*EXERCISE REQUIREMENTS:*
According to the article introduction below, how many opinions did the three Supreme Court cases produce, and how many Justices wrote them?

*PROVIDED PASSAGE:*
----

When may the state regulate constitutionally protected activity in the interests of public morality? In Barnes v. Glen Theatre, Inc., (1) City of Erie v. Pap's A.M., (2) and City of Los Angeles v. Alameda Books, Inc., (3) the Supreme Court considered First Amendment challenges to three state regulations of adult businesses. The controversial subject matter of the cases, against the backdrop of expanding First Amendment protections and changing societal mores, exposed a philosophical knot within the Court's jurisprudence. And a difficult one at that: the three cases resulted in twelve opinions authored by seven different Justices and brought into focus an unresolved tension surrounding the legitimacy of morality as a basis for lawmaking.
This Article examines the Justices' struggle to reconcile the intuitive sense that adult businesses can be detrimental to society at large with two countervailing forces: first, the common opinion that the state has no business legislating morality, and second, that the First Amendment now affords wide protection to activities once considered obscene and meriting little constitutional protection. To do this, in Section I we briefly summarize the First Amendment doctrinal framework; then, in Section II, we review in detail the cases and the opinions they generated. In Section III, we characterize the "secondary effects" doctrine that emerges from these cases as the courts attempt to resolve this tension. We then critique that attempt in Section IV, placing it in a broader philosophical context. We find that while the Court by the time of Alameda may have set too high an evidentiary barrier within the secondary effects analysis, the Court is equally justified in focusing on secondary social harms as it would be in relying on public morality. But choosing which secondary effects are harmful involves moral reasoning of the same kind as that which underpins public morality, the very doctrine secondary effects appeared designed to avoid.

----

*RECORD SET:*

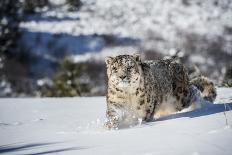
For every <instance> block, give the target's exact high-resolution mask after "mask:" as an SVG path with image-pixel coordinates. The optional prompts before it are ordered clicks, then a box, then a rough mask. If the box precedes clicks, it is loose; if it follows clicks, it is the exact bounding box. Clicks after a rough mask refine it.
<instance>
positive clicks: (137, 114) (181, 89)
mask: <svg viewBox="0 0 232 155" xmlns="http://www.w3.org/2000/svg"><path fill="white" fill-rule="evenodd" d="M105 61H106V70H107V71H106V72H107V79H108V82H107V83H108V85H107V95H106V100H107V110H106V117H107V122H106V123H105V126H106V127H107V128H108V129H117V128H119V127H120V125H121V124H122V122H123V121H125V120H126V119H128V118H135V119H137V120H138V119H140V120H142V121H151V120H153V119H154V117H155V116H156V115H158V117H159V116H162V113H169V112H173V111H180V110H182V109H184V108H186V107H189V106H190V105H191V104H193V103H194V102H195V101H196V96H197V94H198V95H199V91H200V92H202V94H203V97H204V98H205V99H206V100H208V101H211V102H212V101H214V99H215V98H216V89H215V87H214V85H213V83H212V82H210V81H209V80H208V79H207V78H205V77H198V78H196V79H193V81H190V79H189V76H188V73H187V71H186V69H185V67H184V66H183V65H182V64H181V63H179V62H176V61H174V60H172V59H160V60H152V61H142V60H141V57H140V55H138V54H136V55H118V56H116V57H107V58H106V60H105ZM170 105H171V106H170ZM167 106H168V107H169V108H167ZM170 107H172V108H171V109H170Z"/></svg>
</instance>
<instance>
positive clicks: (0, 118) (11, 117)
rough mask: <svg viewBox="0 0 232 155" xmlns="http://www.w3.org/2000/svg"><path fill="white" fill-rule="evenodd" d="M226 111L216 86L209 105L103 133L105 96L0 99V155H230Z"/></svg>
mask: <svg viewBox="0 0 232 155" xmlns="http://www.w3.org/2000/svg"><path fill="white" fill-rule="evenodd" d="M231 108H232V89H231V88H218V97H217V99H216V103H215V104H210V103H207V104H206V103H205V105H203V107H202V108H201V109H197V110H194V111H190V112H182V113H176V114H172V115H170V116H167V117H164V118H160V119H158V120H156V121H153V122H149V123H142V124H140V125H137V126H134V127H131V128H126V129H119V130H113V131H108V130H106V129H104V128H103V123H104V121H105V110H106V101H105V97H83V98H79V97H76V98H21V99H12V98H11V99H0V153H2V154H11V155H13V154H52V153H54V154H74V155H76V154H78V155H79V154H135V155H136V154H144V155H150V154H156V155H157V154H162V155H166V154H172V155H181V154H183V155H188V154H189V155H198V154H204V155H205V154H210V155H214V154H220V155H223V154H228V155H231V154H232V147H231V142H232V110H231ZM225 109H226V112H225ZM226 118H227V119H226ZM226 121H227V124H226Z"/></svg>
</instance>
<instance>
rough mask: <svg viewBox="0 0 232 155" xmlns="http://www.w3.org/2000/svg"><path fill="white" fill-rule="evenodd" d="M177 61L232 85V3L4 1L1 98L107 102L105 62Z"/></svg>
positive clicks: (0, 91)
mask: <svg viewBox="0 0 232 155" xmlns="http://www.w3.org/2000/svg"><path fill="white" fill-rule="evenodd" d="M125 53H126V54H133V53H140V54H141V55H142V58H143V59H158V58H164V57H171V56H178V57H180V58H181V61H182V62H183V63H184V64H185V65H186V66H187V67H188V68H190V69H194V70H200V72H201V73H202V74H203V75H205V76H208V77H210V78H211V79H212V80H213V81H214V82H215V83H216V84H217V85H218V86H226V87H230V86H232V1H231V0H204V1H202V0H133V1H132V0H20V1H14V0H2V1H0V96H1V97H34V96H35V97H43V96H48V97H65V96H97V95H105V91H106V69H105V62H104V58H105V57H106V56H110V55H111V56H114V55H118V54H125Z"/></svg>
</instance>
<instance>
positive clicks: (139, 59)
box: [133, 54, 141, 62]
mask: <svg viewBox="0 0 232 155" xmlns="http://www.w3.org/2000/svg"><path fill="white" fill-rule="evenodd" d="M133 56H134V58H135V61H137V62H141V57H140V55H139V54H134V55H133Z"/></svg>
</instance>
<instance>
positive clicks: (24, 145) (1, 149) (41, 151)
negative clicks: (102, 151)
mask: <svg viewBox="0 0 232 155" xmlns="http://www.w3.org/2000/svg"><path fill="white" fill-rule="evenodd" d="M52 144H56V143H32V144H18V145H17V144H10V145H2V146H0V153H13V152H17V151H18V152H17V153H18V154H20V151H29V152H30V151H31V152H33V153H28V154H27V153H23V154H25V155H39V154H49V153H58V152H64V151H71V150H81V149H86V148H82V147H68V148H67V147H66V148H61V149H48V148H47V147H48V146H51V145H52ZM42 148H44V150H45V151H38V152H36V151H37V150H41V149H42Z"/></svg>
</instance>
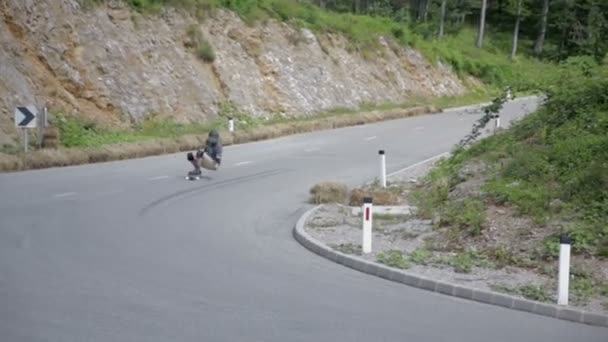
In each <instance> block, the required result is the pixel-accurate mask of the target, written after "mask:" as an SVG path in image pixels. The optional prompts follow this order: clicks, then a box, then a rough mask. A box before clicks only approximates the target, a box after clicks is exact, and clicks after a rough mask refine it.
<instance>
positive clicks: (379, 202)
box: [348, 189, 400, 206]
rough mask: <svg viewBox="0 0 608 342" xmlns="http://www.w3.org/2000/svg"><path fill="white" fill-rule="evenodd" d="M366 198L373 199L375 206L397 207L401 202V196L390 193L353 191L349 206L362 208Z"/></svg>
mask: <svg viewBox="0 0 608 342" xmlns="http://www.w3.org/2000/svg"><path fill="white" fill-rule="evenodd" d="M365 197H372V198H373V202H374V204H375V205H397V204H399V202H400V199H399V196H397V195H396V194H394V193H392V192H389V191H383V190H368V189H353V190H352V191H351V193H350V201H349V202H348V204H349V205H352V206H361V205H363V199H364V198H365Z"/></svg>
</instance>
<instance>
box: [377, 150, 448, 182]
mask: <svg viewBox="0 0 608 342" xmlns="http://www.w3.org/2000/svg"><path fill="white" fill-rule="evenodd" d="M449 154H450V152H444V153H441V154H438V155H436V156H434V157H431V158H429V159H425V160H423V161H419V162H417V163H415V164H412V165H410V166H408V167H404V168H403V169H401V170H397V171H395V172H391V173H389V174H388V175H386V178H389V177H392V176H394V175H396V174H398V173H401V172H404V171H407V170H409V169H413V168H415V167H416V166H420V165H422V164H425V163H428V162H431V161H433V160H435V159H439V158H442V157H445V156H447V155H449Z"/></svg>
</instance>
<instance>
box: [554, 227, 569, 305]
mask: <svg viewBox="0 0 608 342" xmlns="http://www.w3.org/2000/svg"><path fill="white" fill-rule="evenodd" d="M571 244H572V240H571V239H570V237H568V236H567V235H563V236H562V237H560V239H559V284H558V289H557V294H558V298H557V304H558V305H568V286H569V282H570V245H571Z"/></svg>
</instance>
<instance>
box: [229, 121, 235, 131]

----

*ANSWER TO THE PROBLEM:*
Twelve opinions, written by seven different Justices.